* **Exercise instructions**: Starting with the line containing "trace the outline of every instance of the window" and continuing through the end of the material, render it as a two-column CSV with the header columns instruction and svg. Give one row for each block of instruction text and the SVG that follows it, with each field in double quotes and line breaks replaced by spaces.

* **Data**:
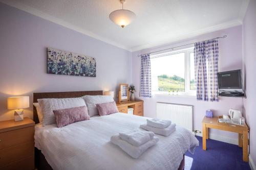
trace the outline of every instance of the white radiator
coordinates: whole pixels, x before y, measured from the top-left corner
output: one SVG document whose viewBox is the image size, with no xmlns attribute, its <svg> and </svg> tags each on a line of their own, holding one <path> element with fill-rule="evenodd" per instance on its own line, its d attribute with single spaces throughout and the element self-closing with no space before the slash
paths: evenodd
<svg viewBox="0 0 256 170">
<path fill-rule="evenodd" d="M 193 128 L 193 112 L 192 106 L 157 103 L 157 118 L 170 120 L 172 123 L 191 132 Z"/>
</svg>

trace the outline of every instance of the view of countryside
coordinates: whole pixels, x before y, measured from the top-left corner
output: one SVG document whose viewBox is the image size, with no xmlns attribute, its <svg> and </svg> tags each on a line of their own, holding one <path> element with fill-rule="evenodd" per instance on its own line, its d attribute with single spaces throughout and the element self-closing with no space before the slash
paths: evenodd
<svg viewBox="0 0 256 170">
<path fill-rule="evenodd" d="M 196 90 L 194 53 L 189 54 L 190 90 Z M 152 89 L 153 91 L 184 92 L 185 53 L 151 59 Z M 186 91 L 189 89 L 186 89 Z"/>
<path fill-rule="evenodd" d="M 185 80 L 176 75 L 158 76 L 158 90 L 160 91 L 185 91 Z M 190 90 L 196 90 L 195 80 L 190 80 Z"/>
</svg>

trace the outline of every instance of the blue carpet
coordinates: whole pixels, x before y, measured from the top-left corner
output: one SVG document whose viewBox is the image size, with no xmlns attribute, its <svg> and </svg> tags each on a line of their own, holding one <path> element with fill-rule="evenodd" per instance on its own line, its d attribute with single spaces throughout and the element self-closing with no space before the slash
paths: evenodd
<svg viewBox="0 0 256 170">
<path fill-rule="evenodd" d="M 187 159 L 188 158 L 187 163 L 192 164 L 188 166 L 187 164 L 186 170 L 190 167 L 191 170 L 250 169 L 249 163 L 243 161 L 242 148 L 232 144 L 207 139 L 207 150 L 204 151 L 202 147 L 202 137 L 196 137 L 199 141 L 200 145 L 196 148 L 194 155 L 189 152 L 185 154 L 189 157 L 186 158 Z M 186 160 L 186 158 L 185 160 Z"/>
</svg>

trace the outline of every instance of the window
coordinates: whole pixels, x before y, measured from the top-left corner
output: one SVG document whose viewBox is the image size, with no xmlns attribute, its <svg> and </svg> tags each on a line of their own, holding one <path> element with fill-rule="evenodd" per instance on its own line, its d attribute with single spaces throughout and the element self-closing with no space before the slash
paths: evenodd
<svg viewBox="0 0 256 170">
<path fill-rule="evenodd" d="M 193 48 L 151 58 L 153 93 L 195 95 Z"/>
</svg>

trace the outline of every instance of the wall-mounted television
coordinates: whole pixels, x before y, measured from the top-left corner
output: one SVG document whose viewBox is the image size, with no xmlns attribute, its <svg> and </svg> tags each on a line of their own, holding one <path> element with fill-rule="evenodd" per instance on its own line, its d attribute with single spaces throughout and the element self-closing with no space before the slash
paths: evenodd
<svg viewBox="0 0 256 170">
<path fill-rule="evenodd" d="M 241 69 L 218 73 L 219 91 L 221 92 L 243 92 Z"/>
</svg>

* **Result of this exercise**:
instruction,svg
"trace the outline of every instance of the window coordinates: whole pixels, x before y, measured from the top-left corner output: one SVG document whose viewBox is the image size, with no xmlns attribute, its <svg> and </svg> tags each on a line of their own, holding one <path> element with fill-rule=""evenodd"" per instance on its own line, its d attribute with single spaces throughout and the element self-closing with no space before the slash paths: evenodd","<svg viewBox=""0 0 256 170""> <path fill-rule=""evenodd"" d=""M 193 48 L 151 58 L 153 93 L 195 95 Z""/> </svg>"
"trace the outline of every instance of the wall-mounted television coordinates: whole pixels, x before y, measured from the top-left corner output: one SVG document whose viewBox is the image size, with no xmlns attribute, its <svg> and </svg> tags each on a line of their own, holding one <path> element with fill-rule=""evenodd"" per instance on its own line, its d attribute with single spaces throughout and the element self-closing with no space before the slash paths: evenodd","<svg viewBox=""0 0 256 170""> <path fill-rule=""evenodd"" d=""M 241 69 L 218 73 L 219 91 L 221 92 L 243 92 Z""/> </svg>"